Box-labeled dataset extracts
================
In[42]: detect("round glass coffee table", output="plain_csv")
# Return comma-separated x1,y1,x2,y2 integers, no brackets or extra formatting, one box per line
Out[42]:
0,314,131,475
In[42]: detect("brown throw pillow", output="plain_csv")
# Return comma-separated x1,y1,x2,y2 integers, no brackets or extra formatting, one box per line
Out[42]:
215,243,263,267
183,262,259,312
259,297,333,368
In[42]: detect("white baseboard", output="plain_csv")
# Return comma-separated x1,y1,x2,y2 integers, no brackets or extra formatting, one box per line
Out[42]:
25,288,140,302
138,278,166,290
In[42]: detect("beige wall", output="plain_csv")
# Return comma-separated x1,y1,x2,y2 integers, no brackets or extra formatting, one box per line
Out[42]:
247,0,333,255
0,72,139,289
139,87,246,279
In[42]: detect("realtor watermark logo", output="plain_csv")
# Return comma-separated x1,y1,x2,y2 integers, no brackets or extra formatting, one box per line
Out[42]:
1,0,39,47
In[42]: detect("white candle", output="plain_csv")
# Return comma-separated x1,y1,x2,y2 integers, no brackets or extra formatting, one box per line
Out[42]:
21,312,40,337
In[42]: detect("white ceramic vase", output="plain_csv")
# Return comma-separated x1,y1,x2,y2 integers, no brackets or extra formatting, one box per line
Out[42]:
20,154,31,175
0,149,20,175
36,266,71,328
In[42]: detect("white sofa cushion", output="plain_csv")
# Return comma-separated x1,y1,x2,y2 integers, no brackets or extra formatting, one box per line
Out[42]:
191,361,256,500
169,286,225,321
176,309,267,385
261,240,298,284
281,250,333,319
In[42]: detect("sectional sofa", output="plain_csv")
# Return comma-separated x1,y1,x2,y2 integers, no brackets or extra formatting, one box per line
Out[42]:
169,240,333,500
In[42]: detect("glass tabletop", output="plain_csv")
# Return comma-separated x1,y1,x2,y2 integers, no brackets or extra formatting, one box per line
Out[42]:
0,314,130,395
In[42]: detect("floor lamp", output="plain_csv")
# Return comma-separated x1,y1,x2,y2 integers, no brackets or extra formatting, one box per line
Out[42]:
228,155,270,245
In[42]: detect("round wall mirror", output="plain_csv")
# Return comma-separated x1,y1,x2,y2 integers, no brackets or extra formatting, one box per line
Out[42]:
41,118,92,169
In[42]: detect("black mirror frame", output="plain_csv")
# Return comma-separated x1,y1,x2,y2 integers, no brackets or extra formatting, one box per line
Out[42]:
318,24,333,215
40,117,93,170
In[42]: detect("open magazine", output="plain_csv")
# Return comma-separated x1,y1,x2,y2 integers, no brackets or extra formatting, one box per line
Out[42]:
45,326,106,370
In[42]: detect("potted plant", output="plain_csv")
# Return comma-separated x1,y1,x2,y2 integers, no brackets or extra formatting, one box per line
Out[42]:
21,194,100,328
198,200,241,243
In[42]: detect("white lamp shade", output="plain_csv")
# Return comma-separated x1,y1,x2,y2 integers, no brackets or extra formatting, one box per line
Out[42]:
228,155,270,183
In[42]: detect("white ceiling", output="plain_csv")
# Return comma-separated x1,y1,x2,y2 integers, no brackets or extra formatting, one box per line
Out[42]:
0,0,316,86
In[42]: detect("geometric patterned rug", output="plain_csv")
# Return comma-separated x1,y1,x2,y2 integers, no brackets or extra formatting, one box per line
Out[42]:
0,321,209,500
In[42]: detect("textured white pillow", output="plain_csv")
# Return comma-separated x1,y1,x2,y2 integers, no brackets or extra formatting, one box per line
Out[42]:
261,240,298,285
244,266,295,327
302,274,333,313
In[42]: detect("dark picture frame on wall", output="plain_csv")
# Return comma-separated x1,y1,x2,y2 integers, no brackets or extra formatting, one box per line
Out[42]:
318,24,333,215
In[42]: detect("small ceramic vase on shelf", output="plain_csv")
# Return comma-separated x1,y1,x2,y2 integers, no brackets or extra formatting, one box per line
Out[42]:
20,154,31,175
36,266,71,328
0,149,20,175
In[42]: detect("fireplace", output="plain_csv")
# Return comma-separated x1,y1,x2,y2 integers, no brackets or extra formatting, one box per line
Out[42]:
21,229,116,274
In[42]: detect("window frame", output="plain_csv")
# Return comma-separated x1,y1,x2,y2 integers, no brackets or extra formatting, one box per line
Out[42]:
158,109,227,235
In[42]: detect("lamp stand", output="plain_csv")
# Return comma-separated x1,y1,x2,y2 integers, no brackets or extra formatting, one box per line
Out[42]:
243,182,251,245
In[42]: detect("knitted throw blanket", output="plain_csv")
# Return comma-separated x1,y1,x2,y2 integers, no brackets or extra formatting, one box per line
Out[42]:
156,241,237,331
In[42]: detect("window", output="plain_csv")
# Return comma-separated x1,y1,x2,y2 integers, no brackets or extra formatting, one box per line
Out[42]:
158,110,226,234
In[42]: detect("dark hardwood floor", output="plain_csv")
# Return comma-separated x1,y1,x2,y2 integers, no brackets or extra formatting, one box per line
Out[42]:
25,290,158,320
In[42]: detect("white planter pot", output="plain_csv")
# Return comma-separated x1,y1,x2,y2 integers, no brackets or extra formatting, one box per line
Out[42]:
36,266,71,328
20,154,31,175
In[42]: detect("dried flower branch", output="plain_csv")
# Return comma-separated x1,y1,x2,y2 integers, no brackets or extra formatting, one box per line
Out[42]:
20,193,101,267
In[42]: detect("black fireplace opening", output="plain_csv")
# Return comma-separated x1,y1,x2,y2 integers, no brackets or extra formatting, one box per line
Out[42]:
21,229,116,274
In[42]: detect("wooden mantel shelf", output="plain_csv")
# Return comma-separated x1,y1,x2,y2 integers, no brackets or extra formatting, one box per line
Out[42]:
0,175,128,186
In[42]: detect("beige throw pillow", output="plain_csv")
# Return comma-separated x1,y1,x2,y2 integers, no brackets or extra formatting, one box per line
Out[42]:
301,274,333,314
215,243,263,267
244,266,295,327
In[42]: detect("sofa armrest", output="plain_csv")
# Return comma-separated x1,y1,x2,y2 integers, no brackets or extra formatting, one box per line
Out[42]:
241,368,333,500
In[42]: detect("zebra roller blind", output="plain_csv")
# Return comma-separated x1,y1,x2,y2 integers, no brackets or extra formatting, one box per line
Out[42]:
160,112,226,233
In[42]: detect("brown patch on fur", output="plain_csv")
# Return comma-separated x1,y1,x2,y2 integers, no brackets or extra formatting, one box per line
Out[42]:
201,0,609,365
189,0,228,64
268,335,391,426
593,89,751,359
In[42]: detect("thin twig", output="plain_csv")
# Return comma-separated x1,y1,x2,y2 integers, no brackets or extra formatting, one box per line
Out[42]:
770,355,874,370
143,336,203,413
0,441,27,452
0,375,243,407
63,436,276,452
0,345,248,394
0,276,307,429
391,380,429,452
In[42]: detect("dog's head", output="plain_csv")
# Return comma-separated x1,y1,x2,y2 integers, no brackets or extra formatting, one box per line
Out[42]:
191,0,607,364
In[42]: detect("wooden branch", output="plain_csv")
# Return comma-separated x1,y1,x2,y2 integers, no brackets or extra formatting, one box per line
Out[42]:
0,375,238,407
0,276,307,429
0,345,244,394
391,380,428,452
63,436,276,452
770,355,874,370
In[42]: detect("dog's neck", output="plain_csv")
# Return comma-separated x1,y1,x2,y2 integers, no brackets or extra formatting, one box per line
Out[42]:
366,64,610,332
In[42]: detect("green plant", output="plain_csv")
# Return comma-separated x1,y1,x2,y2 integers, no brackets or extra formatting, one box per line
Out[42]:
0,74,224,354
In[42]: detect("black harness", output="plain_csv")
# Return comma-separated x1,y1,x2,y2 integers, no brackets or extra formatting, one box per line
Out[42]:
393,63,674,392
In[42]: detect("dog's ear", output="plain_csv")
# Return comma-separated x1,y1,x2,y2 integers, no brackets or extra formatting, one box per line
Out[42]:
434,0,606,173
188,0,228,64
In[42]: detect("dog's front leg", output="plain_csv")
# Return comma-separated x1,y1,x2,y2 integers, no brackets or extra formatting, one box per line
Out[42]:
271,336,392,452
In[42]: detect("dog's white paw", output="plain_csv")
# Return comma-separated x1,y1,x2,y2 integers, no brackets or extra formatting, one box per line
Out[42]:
================
Exercise instructions » Reproduce the rows from the beginning through the line containing "139,87,246,279", inclusive, swapping each "plain_csv" for "raw_csv" and changing nothing else.

Task output »
In[42]: detect("round glass coffee table", output="raw_csv")
# Return comma-separated x1,y1,x2,y2 integers, no brackets or extra formatting, one box per line
Out[42]:
0,314,131,475
In[42]: detect("brown throw pillow", output="raw_csv")
# Return comma-separated x1,y1,x2,y2 integers, no brackets or extra formatting, one box per line
Out[42]:
215,243,263,267
183,262,259,312
259,297,333,368
In[42]: detect("white baseboard", output="raw_csv")
# Return comma-separated x1,y1,x2,y2 integers, no brackets or extra formatting, one box per line
Out[42]:
25,288,140,302
138,278,166,290
In[42]: detect("beige wall", output="raw_csv")
# Return comma-separated x1,y1,x2,y2 integers, no brackets or extra formatting, one box per line
Out[42]:
247,0,333,255
0,72,139,289
139,87,246,279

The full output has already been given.